Information supplied
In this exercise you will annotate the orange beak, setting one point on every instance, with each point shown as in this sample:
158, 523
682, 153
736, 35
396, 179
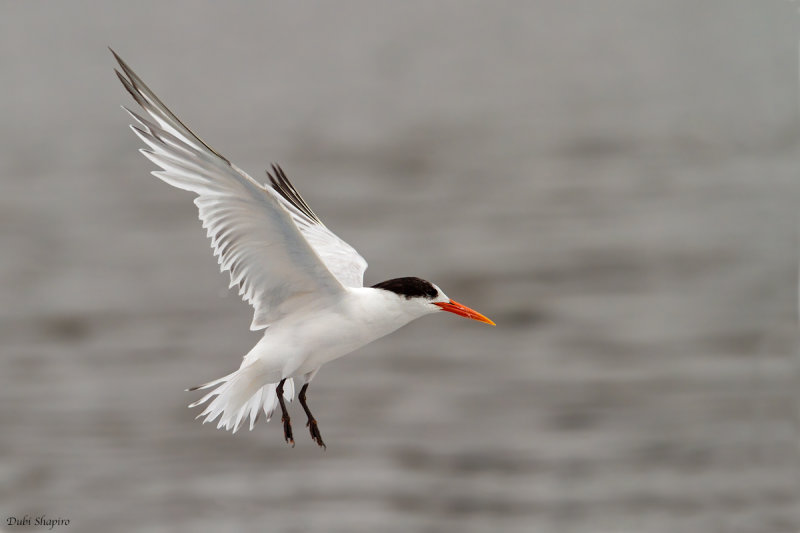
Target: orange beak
462, 310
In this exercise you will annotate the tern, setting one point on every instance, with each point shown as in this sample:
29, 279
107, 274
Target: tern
304, 283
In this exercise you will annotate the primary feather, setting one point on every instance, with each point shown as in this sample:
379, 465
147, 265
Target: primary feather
276, 250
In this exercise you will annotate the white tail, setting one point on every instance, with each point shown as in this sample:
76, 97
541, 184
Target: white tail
239, 394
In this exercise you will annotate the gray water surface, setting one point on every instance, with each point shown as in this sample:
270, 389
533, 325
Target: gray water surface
614, 183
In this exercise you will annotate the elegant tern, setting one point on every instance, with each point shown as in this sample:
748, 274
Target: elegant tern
304, 283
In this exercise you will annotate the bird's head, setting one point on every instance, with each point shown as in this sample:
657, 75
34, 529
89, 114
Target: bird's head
425, 298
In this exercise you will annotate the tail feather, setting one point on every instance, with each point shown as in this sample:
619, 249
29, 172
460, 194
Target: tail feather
240, 395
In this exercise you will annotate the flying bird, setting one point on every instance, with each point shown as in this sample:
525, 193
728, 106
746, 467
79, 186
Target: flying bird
304, 283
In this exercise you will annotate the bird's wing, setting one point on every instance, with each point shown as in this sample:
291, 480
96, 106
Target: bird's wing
253, 234
340, 258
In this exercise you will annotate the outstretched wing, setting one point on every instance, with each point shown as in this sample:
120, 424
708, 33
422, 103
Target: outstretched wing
253, 234
340, 258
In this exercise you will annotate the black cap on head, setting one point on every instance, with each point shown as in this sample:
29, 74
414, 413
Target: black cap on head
409, 287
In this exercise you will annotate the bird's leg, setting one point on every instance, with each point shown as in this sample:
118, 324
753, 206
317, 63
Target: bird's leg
311, 424
287, 422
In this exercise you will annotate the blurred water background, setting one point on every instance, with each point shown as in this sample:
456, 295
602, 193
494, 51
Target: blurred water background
615, 183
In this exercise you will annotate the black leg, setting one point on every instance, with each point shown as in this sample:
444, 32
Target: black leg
287, 422
311, 424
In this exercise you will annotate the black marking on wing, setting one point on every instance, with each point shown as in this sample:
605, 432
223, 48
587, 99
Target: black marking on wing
281, 183
142, 93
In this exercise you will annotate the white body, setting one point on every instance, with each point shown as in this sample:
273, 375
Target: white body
305, 284
299, 344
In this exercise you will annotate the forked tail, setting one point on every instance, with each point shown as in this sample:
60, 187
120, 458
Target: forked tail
238, 395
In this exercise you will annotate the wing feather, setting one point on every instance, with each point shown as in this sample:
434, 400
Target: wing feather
253, 234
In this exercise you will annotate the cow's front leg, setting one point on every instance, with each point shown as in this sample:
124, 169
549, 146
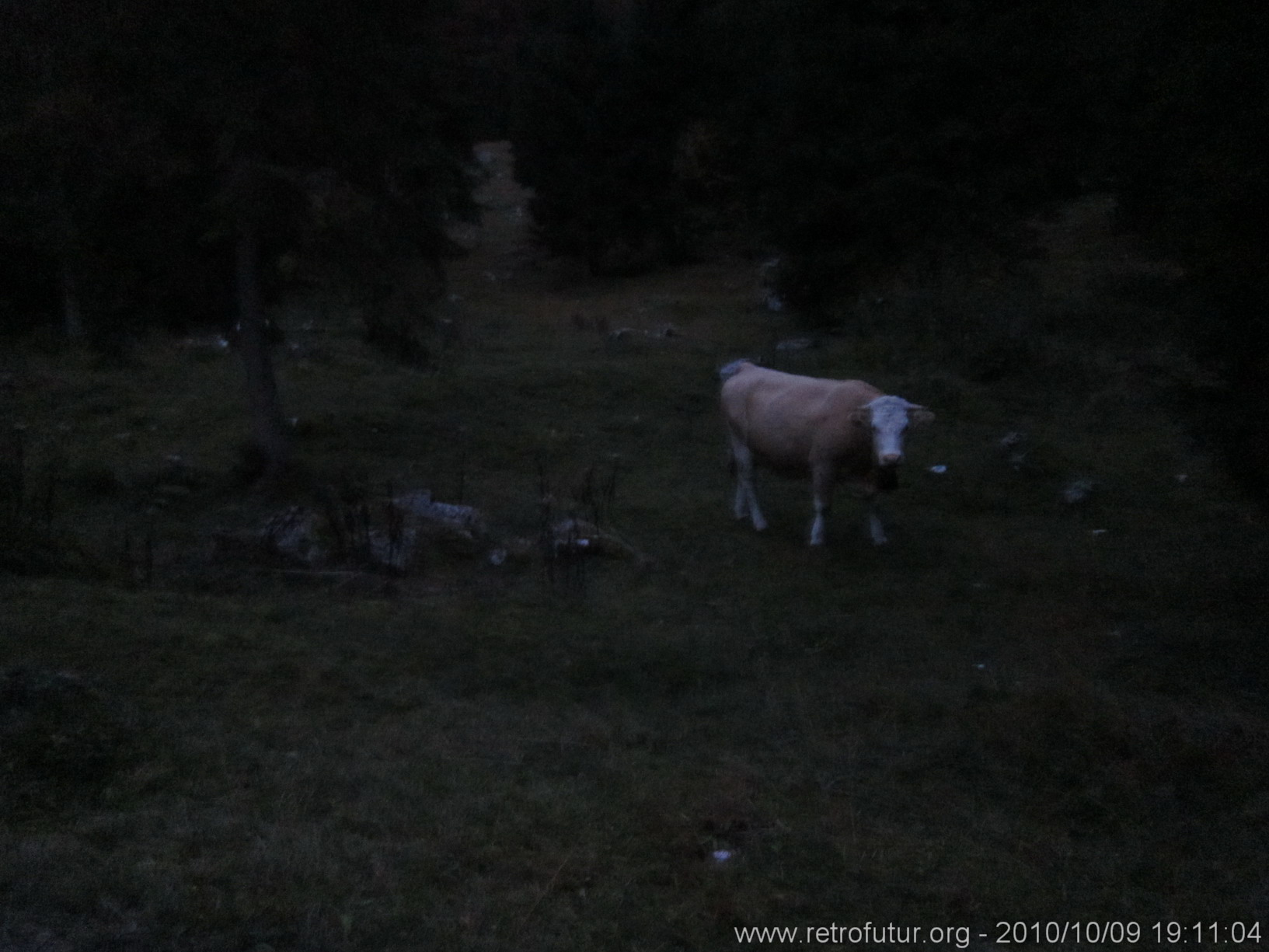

Task
Present every row above as a numbered list with one line per item. Skip blank lines and leave out the pictures.

Reply
1. In this exercise you will annotate the orange beak, setting one point on every instance, with each point shown as in this sample:
2. 158, 523
3. 682, 153
4. 736, 35
5. 396, 179
6. Target: orange beak
7. 462, 310
8. In this exercise you will annotate the tern, setting one point on every instance, with each point shown as in this sample:
9. 29, 279
10. 107, 274
11. Target: tern
12. 304, 283
13. In this exercise you will annotate the primary feather, setting one point on every instance, with each point shown as in this sample:
14. 379, 465
15. 147, 265
16. Target: primary feather
17. 276, 250
18. In this exercise you will annotate the white tail, setting one point on every instance, with each point shown as in this sample:
19. 76, 97
20. 541, 184
21. Target: white tail
22. 239, 394
23. In this exercise you will annotate the gray water surface, setting one point on every instance, with each point shown as in this sample:
24. 270, 389
25. 533, 325
26. Target: gray water surface
27. 614, 183
28. In this exercise you will annotate the elegant tern, setting one point on every instance, with each point shown as in this sample:
29. 748, 274
30. Target: elegant tern
31. 304, 283
32. In this exercise you will annotate the bird's head, setting one point on every instance, with each point shown as in this sample:
33. 657, 75
34. 34, 529
35. 89, 114
36. Target: bird's head
37. 425, 298
38. In this exercise you will annotate the tail feather, setting one point on every instance, with each point shown as in this sample:
39. 619, 249
40. 29, 172
41. 460, 194
42. Target: tail feather
43. 240, 395
44. In this exercise you will annotate the flying bird, setting one point on every instance, with each point shown as in this sample:
45. 525, 193
46. 728, 106
47. 746, 467
48. 79, 186
49. Target: flying bird
50. 304, 283
51. In this exercise you will annotate the bird's wing, setting one point on every instance, with each point shown as in this sample:
52. 291, 480
53. 96, 106
54. Target: bird's wing
55. 253, 234
56. 340, 258
57. In this exercise you will annotate the outstretched wing, setting one point on every instance, with each point shown as in this sample:
58. 120, 424
59. 708, 33
60. 422, 103
61. Target: outstretched wing
62. 253, 234
63. 340, 258
64. In this exercise you will annotate the black cap on head, setting one point on every instance, with each point shown as in this sample:
65. 29, 74
66. 414, 413
67. Target: black cap on head
68. 409, 287
69. In this exercise you will annotate the bird's leg, setting one point on every instance, with each point shown as in this sample:
70. 118, 324
71. 753, 206
72. 317, 63
73. Target: bird's leg
74. 311, 424
75. 287, 422
76. In this exercise you will annotate the blurred water background, setting one point on every instance, with each point shown as in this sample:
77. 456, 295
78. 602, 193
79. 494, 51
80. Target: blurred water background
81. 615, 183
82. In this exercise you will annotate the black leg, setting one point on every instance, with each point shown as in this sample:
83. 444, 32
84. Target: black leg
85. 287, 422
86. 311, 424
87. In this exercise you will annotate the black marking on wing, setting one point on every instance, with each point shown as in this sample:
88. 605, 432
89. 223, 48
90. 587, 99
91. Target: black marking on wing
92. 281, 183
93. 142, 93
94. In this exercise you will annotate the white body, setting one point on every instance, with each point shown as in this sample:
95. 273, 375
96. Target: white body
97. 305, 284
98. 299, 344
99. In this exercise you will annotate the forked tail, setting one point on every instance, with each point shown as in this sample:
100. 60, 187
101. 120, 458
102. Target: forked tail
103. 238, 395
104. In this exercise you will annotate the wing feather, setting one point on every instance, with each point shown as in this sample:
105. 434, 400
106. Target: wing feather
107. 253, 234
108. In this exercise you will annotate the cow's front leg, setting one point on every instance, with each point shown as in this sample:
109. 124, 169
110. 549, 146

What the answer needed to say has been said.